## EXERCISES TO COMPLETE
1: List every person named in the passage on Pocahontas and John Smith.
2: Pick up the passage on Pocahontas and John Smith after its final sentence and carry it on.

## SUPPLIED TEXT

A Different Tale of Pocahontas and John Smith
Schoolchildren still learn the dramatic story of 11-year-old Pocahontas
intervening with her father, Chief Powhatan, to save Englishman John
Smith from execution near Jamestown in 1607. Such dramatic events are
magical; they inspire movies, excite our imagination, animate history
and confuse it.
David Price retells the story of Pocahontas and
John Smith in "Love and Hate in Jamestown: John Smith, Pocahontas, and
the Heart of a New Nation." It is a story far more complicated than the
popular tale suggests. Pocahontas and John Smith were never in love.
Moreover, the young Indian princess saved the swashbuckling Smith on
more than one occasion. Had she not done so, Jamestown would have been
lost, for Smith was the crucial figure in its survival.

## ENTRIES SHOWN
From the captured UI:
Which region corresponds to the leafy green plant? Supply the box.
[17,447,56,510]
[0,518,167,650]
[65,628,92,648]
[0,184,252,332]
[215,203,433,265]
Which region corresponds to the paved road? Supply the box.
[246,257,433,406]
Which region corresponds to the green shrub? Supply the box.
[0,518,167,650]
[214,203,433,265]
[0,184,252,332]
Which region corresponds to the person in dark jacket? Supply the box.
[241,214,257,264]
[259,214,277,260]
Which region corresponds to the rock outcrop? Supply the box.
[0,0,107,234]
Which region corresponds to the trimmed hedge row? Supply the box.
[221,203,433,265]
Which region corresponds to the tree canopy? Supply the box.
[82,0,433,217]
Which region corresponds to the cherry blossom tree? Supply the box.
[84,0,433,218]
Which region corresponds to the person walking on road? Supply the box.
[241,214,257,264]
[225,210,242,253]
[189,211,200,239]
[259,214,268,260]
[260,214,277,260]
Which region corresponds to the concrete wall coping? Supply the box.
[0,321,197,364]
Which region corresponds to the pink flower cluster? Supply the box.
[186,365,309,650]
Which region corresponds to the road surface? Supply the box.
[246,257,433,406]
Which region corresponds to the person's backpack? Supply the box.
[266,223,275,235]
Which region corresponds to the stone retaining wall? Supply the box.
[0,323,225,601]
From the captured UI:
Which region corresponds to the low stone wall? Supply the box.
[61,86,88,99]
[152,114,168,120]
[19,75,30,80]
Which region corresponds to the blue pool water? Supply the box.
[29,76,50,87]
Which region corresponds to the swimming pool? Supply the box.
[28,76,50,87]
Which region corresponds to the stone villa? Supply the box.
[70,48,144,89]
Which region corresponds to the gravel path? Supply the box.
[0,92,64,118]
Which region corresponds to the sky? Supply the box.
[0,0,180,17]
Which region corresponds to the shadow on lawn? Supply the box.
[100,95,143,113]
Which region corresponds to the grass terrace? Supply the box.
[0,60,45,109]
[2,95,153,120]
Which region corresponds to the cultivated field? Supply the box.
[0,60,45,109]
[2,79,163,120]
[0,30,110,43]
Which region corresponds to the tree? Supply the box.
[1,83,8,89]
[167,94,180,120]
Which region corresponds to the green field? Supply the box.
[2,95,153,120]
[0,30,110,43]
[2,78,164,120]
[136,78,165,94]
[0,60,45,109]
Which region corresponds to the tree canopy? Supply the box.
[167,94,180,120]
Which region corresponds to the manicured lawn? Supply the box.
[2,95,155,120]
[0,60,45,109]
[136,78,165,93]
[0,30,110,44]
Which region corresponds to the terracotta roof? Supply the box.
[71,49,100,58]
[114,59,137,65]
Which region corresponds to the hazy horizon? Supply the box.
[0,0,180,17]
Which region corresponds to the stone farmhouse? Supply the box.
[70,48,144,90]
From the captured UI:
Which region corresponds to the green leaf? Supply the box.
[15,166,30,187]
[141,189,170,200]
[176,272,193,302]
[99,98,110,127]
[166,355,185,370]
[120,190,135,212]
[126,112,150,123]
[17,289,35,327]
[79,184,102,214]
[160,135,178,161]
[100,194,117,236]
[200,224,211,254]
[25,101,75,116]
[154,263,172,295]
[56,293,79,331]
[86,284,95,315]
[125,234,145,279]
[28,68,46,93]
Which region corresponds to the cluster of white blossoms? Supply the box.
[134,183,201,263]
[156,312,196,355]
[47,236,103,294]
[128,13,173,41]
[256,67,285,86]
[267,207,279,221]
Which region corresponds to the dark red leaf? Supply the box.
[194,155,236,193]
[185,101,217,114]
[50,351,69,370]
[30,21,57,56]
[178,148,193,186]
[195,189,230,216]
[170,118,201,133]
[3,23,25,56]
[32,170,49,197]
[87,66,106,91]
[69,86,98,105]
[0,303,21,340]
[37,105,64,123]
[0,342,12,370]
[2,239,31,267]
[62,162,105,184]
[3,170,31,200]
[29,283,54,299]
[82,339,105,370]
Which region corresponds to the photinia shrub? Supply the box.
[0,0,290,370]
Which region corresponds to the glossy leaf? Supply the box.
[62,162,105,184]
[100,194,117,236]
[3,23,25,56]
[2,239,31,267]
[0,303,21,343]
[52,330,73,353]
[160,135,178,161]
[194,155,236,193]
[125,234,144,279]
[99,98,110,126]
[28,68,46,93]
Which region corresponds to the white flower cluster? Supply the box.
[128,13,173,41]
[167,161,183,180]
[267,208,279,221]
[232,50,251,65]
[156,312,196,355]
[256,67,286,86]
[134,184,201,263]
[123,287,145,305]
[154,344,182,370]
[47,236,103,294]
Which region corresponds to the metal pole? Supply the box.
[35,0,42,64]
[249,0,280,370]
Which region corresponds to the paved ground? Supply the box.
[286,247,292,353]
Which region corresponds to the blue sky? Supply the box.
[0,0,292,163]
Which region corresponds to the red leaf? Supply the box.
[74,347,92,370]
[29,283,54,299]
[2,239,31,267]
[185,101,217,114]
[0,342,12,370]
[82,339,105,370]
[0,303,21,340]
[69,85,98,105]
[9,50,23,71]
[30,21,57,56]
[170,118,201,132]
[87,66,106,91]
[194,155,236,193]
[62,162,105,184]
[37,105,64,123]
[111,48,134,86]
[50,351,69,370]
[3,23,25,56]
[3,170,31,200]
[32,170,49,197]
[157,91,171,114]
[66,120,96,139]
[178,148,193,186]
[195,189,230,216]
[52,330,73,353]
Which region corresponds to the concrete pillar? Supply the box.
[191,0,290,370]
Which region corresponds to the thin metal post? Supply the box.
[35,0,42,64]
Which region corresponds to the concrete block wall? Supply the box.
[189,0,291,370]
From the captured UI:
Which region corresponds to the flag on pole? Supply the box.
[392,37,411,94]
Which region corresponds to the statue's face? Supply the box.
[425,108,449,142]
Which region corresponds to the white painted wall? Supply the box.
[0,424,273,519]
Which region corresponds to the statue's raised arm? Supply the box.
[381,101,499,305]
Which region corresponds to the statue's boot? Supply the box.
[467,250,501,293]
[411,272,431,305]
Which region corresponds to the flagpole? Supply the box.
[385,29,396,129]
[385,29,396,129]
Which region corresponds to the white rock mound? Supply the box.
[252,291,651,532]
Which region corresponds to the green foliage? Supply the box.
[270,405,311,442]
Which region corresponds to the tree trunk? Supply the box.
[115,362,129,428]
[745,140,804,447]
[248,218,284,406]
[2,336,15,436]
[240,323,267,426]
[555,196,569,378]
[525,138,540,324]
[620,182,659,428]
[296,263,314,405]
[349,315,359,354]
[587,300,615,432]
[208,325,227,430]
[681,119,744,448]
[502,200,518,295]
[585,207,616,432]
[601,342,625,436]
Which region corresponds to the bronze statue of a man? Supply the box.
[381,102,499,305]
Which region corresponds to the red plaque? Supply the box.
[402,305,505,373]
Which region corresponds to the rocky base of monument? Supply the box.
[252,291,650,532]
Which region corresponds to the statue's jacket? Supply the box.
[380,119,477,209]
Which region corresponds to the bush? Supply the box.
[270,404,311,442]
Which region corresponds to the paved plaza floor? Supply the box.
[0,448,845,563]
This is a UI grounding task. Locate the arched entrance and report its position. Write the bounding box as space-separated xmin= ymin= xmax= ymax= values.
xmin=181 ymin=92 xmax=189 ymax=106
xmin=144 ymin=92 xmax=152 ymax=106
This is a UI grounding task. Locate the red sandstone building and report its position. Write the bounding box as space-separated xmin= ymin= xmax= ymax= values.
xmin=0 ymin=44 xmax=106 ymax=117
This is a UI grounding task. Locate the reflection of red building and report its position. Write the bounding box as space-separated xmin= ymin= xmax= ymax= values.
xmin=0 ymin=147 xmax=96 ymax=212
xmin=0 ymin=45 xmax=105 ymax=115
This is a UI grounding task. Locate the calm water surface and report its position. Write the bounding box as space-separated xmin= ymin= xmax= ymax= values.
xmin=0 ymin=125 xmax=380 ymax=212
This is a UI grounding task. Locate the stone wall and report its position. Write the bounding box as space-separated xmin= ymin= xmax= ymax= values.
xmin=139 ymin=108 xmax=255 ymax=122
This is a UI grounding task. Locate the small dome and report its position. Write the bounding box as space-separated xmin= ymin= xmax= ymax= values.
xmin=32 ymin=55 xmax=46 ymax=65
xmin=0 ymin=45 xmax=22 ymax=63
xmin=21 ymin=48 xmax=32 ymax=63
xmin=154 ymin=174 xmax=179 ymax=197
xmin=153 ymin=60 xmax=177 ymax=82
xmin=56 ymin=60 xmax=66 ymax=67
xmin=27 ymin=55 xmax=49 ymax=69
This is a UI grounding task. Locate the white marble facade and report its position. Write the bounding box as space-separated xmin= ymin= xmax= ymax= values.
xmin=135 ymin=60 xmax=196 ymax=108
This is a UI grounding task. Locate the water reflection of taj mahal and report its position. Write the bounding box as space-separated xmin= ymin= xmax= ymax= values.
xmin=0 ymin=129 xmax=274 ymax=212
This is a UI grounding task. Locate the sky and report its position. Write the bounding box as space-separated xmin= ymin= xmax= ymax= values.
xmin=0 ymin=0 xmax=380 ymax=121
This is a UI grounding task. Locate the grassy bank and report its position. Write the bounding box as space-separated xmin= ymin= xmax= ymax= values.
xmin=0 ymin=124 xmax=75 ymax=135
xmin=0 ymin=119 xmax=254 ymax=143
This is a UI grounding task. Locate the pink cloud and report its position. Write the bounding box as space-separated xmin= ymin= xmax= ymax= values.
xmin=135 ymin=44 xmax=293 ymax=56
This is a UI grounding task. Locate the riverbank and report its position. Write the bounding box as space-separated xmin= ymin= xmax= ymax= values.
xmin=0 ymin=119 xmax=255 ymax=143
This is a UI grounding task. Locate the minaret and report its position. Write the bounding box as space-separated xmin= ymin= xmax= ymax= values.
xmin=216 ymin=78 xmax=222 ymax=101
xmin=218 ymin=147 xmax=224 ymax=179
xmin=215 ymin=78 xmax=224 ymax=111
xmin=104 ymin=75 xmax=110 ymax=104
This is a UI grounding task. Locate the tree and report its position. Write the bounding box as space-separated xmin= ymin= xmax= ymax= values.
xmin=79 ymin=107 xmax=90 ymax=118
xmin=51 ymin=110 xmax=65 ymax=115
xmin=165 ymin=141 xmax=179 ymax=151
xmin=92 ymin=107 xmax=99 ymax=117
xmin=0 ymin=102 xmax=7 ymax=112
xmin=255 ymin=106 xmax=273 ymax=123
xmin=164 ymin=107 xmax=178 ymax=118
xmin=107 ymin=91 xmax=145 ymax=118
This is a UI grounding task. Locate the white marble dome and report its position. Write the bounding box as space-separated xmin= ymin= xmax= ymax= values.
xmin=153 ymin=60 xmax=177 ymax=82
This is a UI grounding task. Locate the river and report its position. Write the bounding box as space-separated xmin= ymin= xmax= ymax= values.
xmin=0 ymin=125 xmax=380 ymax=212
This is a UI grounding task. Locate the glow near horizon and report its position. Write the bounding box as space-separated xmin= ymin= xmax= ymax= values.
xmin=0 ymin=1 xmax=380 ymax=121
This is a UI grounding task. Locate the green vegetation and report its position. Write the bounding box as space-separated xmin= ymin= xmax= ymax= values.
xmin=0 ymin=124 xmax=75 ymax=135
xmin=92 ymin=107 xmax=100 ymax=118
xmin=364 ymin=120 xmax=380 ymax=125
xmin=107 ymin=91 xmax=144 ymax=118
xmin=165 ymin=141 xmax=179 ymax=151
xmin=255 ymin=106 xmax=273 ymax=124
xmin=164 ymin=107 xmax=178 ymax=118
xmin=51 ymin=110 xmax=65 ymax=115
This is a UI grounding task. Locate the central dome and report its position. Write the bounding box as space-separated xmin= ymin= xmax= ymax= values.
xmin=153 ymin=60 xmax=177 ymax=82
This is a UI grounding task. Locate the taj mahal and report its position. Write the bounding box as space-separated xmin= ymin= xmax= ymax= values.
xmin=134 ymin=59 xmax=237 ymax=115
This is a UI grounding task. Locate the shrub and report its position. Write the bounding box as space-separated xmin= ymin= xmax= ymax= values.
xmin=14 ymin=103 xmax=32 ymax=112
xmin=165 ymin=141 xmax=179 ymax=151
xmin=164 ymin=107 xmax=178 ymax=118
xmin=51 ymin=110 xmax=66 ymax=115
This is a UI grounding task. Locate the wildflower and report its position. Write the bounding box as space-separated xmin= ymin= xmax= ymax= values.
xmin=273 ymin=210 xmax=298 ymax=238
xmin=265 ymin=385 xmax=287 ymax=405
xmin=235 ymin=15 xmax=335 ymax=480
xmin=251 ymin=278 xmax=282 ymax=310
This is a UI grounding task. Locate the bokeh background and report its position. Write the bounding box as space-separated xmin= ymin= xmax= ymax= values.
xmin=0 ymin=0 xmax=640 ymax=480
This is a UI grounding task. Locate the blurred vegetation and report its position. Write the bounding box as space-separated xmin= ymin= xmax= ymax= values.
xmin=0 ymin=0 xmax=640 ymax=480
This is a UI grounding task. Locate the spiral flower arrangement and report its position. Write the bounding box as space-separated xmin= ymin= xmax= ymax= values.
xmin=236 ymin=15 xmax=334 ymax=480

## OUTPUTS IN ORDER
1: Pocahontas, Chief Powhatan, John Smith, David Price

2:
Price, a
free-lance writer with degrees from Harvard, Cambridge and William and
Mary, reminds us that the Virginia settlement was an entrepreneurial
enterprise intended to find a route to Asia and seize the gold presumed
to be abundant in the Chesapeake. To this end, 105 adventurers set sail
in three ships in December 1606. They were a motley bunch. Most were
either townsmen unfamiliar with farming or "gentlemen" who had few
practical skills and even less common sense. They left England, Price
notes, with "pure hearts and empty heads, expecting to find riches,
welcoming natives, and an easy life on the other shore."
Instead,
the settlers at Jamestown found disease, starvation, dissension and
death. In the face of such stern challenges, most of them responded with
cowardice and apathy. As a bewildered John Smith reported, the
"gentlemen" wallowed "in such despaire as they would rather starve and
rot with idleness, then be perswaded to do anything for their owne
reliefe."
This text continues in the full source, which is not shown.